▸ **Source document**

1-54 Contemporary African Art Fair on the French Art Market
As per every February, 1-54 Contemporary African Art Fair should have taken place in Marrakesh. Due to the current pandemic circumstances, the fair exceeds itself and presents a hybrid format – for the first time at Christie’s Paris, opening for VIPS from the 18th January, and for all public online (www.christies.com) from 20th to the 23rd January 2021.
Under strict safety measures, the fair that specialises in contemporary art from Africa and its diaspora will be opening its doors to a French audience.
“Following the postponement of the Marrakesh edition due to Covid regulations, we were formulating ideas for how we could still support our galleries and artists in this extremely challenging time. We realised we would have to move beyond our established model and take advantage of an opportunity offered to us by Christie’s Paris. So, this is a unique edition born out of the exceptional circumstances.” [1]
She offers space for 21 internationally renowned galleries, mainly from the African continent and Europe, including 68 artists by: Galleria Continua, Galerie Anne de Villepoix, Luce Gallery, Nil Gallery, Gallery 1957, This Is Not A White Cube, Galerie MAGNIN-A et Galerie Lelong & Co, among others.
This time, the exhibition programme will have a strong international audience as it will be fully available online on the Christie’s website, allowing for a wider opportunity to sell and deliver artworks around the world.

▸ **Material supplied**
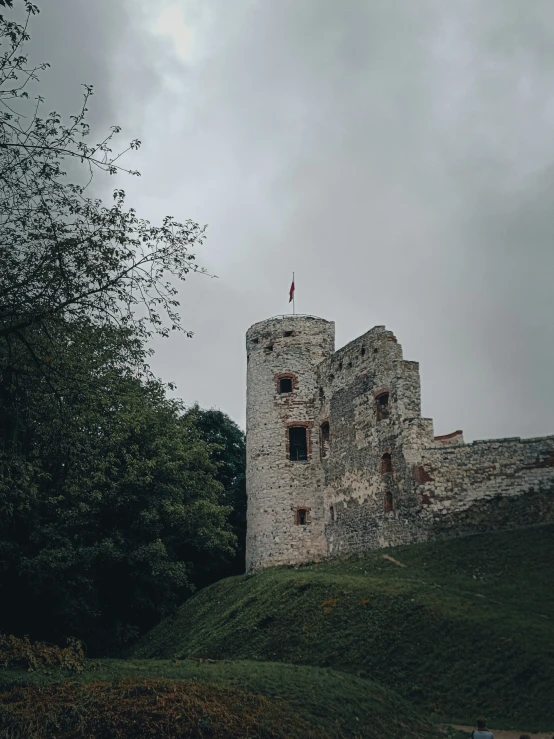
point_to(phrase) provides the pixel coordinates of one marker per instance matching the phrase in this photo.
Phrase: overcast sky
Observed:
(397, 155)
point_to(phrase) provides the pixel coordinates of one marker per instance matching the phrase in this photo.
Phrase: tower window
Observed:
(301, 516)
(382, 404)
(298, 443)
(285, 385)
(386, 464)
(325, 440)
(285, 382)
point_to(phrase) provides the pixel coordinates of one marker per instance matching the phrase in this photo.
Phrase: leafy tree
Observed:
(110, 512)
(63, 255)
(227, 446)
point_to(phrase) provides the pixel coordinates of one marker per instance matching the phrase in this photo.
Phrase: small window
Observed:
(325, 440)
(285, 385)
(382, 403)
(386, 464)
(302, 516)
(298, 444)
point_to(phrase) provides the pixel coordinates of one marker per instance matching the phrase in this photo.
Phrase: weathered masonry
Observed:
(340, 460)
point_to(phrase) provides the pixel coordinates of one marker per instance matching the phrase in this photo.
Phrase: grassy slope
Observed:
(332, 704)
(466, 627)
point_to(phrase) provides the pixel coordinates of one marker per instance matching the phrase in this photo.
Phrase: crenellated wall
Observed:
(376, 475)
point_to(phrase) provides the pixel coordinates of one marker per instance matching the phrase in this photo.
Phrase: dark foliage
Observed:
(227, 446)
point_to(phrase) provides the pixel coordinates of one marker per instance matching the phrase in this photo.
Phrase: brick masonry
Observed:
(382, 478)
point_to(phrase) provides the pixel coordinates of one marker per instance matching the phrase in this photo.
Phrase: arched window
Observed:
(325, 444)
(386, 463)
(382, 405)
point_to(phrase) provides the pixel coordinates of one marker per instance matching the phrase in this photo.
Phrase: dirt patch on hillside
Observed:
(508, 734)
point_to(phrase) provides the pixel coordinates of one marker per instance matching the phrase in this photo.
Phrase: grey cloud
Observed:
(396, 155)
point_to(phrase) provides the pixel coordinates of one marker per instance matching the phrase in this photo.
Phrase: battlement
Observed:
(340, 460)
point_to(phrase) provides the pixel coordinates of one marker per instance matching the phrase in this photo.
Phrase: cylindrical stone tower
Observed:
(283, 469)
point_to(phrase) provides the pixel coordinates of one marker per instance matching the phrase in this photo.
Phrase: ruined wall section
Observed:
(455, 484)
(368, 485)
(277, 487)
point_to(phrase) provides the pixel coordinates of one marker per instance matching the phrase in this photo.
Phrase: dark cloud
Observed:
(396, 155)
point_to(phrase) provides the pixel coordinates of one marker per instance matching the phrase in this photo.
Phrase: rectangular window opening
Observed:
(298, 443)
(325, 440)
(382, 402)
(285, 385)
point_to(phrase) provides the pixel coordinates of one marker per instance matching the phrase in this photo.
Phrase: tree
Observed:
(110, 512)
(227, 445)
(63, 255)
(110, 509)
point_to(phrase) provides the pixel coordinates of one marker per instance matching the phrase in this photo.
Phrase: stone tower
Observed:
(284, 481)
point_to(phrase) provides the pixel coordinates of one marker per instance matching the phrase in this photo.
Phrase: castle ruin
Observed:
(339, 459)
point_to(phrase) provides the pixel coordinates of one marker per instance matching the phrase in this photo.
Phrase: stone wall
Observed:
(277, 487)
(376, 475)
(452, 479)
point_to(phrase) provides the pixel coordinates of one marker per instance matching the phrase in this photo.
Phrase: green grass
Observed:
(339, 704)
(465, 628)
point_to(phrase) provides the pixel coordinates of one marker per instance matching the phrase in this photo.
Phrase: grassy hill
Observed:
(459, 628)
(156, 698)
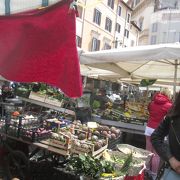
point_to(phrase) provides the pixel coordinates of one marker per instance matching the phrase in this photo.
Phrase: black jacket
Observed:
(170, 127)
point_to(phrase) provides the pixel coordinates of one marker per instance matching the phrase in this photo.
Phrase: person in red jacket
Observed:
(158, 108)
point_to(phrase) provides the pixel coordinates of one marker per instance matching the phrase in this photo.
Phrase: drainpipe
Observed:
(82, 31)
(125, 26)
(115, 39)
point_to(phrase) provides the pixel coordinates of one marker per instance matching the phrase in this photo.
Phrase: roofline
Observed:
(126, 5)
(135, 25)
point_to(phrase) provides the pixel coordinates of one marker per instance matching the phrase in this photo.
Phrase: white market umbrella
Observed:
(144, 62)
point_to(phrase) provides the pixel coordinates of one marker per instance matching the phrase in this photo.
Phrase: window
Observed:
(95, 44)
(108, 25)
(164, 37)
(132, 42)
(78, 41)
(97, 17)
(128, 18)
(126, 33)
(141, 23)
(118, 27)
(80, 11)
(154, 27)
(119, 11)
(174, 36)
(107, 46)
(111, 4)
(153, 39)
(137, 2)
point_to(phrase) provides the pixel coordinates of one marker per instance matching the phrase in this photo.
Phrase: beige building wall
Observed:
(92, 30)
(86, 29)
(141, 15)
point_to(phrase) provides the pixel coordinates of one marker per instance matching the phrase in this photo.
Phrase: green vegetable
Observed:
(96, 104)
(89, 166)
(127, 163)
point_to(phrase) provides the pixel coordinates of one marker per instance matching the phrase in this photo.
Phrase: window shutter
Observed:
(7, 7)
(98, 45)
(45, 3)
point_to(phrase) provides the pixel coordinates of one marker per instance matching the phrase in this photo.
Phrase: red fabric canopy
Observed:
(40, 46)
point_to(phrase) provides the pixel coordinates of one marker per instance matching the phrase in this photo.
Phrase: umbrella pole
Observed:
(175, 78)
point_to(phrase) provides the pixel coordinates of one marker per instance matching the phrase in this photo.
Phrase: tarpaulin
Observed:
(40, 46)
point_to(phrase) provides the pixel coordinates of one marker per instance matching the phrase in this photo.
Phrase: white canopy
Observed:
(142, 62)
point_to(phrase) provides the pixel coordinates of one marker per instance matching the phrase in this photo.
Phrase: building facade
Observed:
(105, 25)
(159, 20)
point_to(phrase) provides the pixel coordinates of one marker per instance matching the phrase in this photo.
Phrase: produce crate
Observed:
(34, 135)
(88, 147)
(137, 152)
(37, 96)
(65, 145)
(112, 143)
(132, 120)
(54, 102)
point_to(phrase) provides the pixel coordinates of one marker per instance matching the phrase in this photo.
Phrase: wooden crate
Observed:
(91, 151)
(37, 96)
(59, 144)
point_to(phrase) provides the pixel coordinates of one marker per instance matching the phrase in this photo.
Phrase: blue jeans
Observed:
(169, 174)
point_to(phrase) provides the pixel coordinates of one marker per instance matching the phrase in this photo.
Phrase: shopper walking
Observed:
(170, 152)
(158, 108)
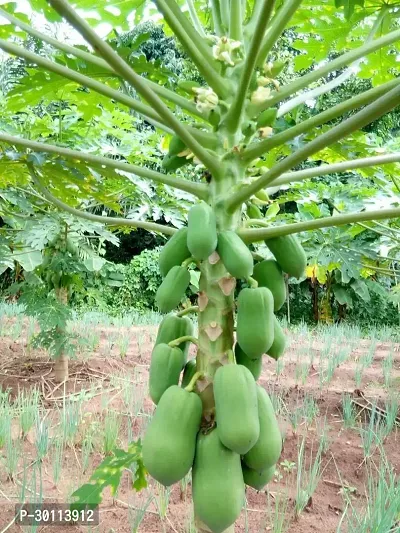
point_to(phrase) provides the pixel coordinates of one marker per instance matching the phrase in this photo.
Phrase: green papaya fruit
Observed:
(253, 211)
(202, 231)
(165, 368)
(289, 253)
(257, 479)
(176, 146)
(173, 327)
(174, 252)
(254, 365)
(267, 117)
(217, 483)
(267, 450)
(269, 274)
(235, 395)
(188, 372)
(255, 321)
(170, 439)
(172, 289)
(235, 255)
(173, 162)
(279, 344)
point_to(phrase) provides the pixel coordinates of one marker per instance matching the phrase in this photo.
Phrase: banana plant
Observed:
(229, 125)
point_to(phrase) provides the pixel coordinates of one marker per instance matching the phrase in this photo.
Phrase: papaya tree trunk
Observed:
(216, 312)
(61, 361)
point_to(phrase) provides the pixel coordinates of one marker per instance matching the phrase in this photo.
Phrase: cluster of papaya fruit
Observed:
(224, 455)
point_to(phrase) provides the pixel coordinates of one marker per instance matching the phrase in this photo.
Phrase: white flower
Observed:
(260, 95)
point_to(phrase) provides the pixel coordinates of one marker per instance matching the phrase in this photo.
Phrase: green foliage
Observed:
(108, 474)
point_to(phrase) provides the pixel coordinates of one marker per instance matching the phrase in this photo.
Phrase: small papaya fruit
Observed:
(255, 321)
(174, 252)
(217, 483)
(235, 255)
(268, 448)
(170, 439)
(202, 236)
(269, 274)
(173, 327)
(188, 372)
(254, 365)
(289, 253)
(172, 289)
(257, 479)
(236, 411)
(279, 344)
(165, 368)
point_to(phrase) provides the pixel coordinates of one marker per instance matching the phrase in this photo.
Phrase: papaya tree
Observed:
(220, 423)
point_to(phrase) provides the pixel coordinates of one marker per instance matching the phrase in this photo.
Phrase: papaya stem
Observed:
(192, 309)
(231, 357)
(193, 381)
(186, 338)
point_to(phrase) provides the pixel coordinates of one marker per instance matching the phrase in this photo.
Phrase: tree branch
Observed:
(128, 74)
(225, 8)
(367, 115)
(335, 64)
(260, 234)
(195, 19)
(216, 16)
(255, 150)
(236, 110)
(279, 23)
(111, 221)
(197, 189)
(98, 61)
(348, 73)
(203, 61)
(70, 74)
(343, 166)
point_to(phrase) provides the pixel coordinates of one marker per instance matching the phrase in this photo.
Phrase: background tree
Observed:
(244, 128)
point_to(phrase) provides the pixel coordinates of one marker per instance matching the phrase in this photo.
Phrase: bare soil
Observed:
(102, 374)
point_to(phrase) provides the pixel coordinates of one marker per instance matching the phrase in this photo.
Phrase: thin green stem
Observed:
(197, 189)
(235, 114)
(225, 7)
(216, 16)
(343, 166)
(204, 63)
(193, 381)
(373, 111)
(188, 310)
(111, 221)
(85, 81)
(255, 150)
(181, 340)
(236, 21)
(195, 18)
(98, 61)
(334, 65)
(128, 74)
(279, 23)
(254, 235)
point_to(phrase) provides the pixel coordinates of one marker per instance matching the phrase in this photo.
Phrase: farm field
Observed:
(336, 393)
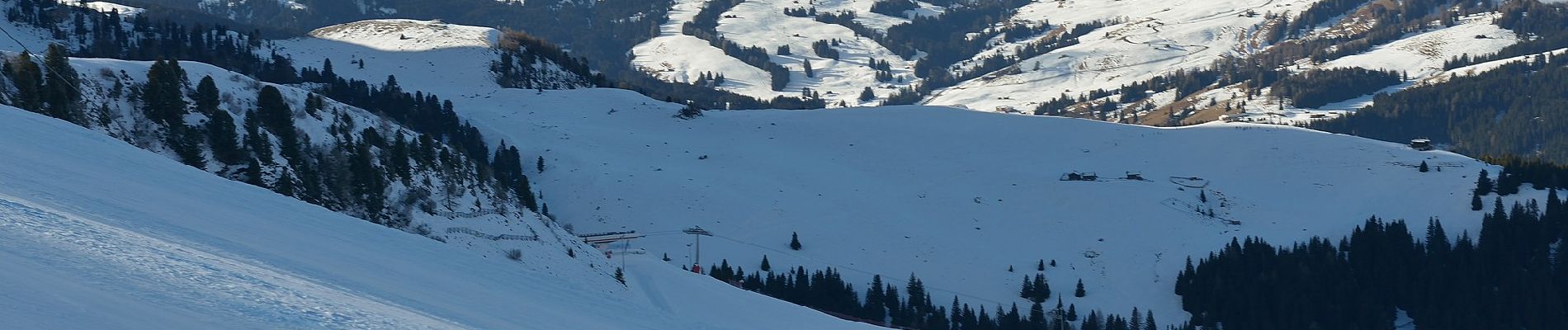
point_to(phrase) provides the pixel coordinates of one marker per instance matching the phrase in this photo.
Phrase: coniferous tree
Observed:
(876, 300)
(1027, 290)
(1041, 288)
(29, 80)
(1482, 183)
(63, 88)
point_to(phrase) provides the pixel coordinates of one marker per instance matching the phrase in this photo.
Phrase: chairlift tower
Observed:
(697, 233)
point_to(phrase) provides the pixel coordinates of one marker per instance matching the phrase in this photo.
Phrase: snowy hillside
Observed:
(933, 190)
(676, 57)
(958, 197)
(1156, 38)
(1423, 54)
(102, 235)
(442, 59)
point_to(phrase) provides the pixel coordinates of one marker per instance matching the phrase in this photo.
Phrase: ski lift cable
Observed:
(46, 68)
(867, 272)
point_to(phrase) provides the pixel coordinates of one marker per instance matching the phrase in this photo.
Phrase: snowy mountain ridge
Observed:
(99, 230)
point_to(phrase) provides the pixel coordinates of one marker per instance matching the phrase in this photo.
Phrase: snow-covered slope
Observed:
(951, 196)
(1156, 38)
(102, 235)
(1423, 54)
(425, 55)
(958, 197)
(441, 54)
(763, 24)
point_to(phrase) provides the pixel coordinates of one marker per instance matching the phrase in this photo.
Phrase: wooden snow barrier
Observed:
(1191, 182)
(505, 237)
(470, 214)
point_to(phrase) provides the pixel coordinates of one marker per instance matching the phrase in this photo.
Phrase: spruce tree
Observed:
(29, 80)
(1041, 288)
(207, 96)
(1027, 290)
(876, 300)
(1482, 183)
(63, 85)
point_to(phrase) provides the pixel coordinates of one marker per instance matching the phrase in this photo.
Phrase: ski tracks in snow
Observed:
(181, 276)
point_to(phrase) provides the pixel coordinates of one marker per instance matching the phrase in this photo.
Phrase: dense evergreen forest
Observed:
(1512, 110)
(1504, 277)
(881, 302)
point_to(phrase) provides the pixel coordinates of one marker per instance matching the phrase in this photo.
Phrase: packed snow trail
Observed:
(96, 233)
(187, 279)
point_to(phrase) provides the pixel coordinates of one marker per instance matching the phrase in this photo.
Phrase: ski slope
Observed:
(952, 196)
(958, 196)
(1423, 54)
(676, 57)
(102, 235)
(1156, 36)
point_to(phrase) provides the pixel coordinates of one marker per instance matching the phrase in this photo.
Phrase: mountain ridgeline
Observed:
(372, 150)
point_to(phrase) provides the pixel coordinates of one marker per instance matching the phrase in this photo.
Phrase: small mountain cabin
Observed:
(1421, 144)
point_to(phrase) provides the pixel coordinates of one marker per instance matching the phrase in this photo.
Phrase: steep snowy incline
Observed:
(956, 196)
(1423, 54)
(1156, 36)
(102, 235)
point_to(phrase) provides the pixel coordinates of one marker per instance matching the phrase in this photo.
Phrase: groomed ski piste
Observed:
(947, 195)
(102, 235)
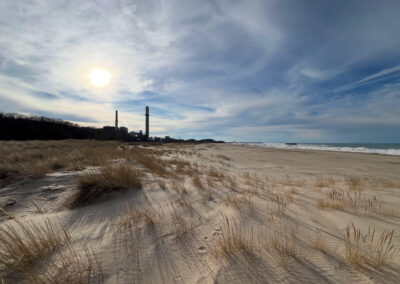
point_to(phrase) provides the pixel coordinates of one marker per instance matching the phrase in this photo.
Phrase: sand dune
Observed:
(222, 213)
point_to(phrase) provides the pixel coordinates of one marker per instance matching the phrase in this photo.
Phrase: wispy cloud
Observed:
(238, 70)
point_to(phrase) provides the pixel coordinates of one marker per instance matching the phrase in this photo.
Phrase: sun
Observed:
(99, 77)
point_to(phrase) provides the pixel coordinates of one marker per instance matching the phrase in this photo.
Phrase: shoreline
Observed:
(306, 147)
(239, 214)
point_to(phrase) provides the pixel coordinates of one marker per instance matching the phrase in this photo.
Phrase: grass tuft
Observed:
(95, 185)
(366, 249)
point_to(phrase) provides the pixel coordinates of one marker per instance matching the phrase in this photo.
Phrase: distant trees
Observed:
(15, 126)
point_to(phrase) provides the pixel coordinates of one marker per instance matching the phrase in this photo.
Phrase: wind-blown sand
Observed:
(240, 215)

▸ **Tasks for this exercise**
• a. Answer these questions from the article on the 1-54 Contemporary African Art Fair:
(i) In which city does the fair normally take place each February?
(ii) How many galleries does the fair offer space for?
(iii) On what dates is the fair open to the public online?
• b. Can you write the next part of the article on the 1-54 Contemporary African Art Fair, starting after its last sentence?

▸ **Replies**
• a.
(i) Marrakesh
(ii) 21
(iii) From the 20th to the 23rd of January 2021

• b.
“More than ever, we are dedicated to platforming contemporary artists from Africa and its diaspora, challenging the misconceptions laid upon artists from the continent by Western-based cultural institutions and encouraging sustainable and engaged collecting practices by all. For now, we are just doing this on a smaller scale and more adaptable format.” [2]
1-54 wants to be a platform hosting plural narratives by demonstrating a diversity of identities. Visitors will have the opportunity to discover or rediscover the works of Marie-Claire Messouma Manlanbien at the 50 Golborne. Her work presents a cultural syncretism of her identity between France, Guadeloupe and Ivory Coast. She presents hybrid representations of rituals and cultures, within her mixed media installations from textile to wood and copper to clay. There will be a key contribution from the Casablanca-based Loft Art Gallery that will be presenting the eclectic photographer Mous Lamrabat, the documentary photographer M’hammed Kilito and the visual artist and photographer Joana Choumali.
The latter depicts the African world that surrounds her daily, through photography; during her travels or from local scenes in her hometown, Abidjan, in Ivory Coast where she currently lives. Her photographic explorations further come to life with the use of colourful sewing on the print itself. A sewing element that has become a key meditative process in the production of her work.
Not to be missed is the presentation by Nú Barreto at the Nathalie Obadia Gallery. The artist puts an accent on the continent with a focus on the denunciation of striking inequality, discrimination and oppressive systems that are deeply inscribed. He does so through drawings, paintings and video works – an urgent practicewhich offers a critical stance on current politics.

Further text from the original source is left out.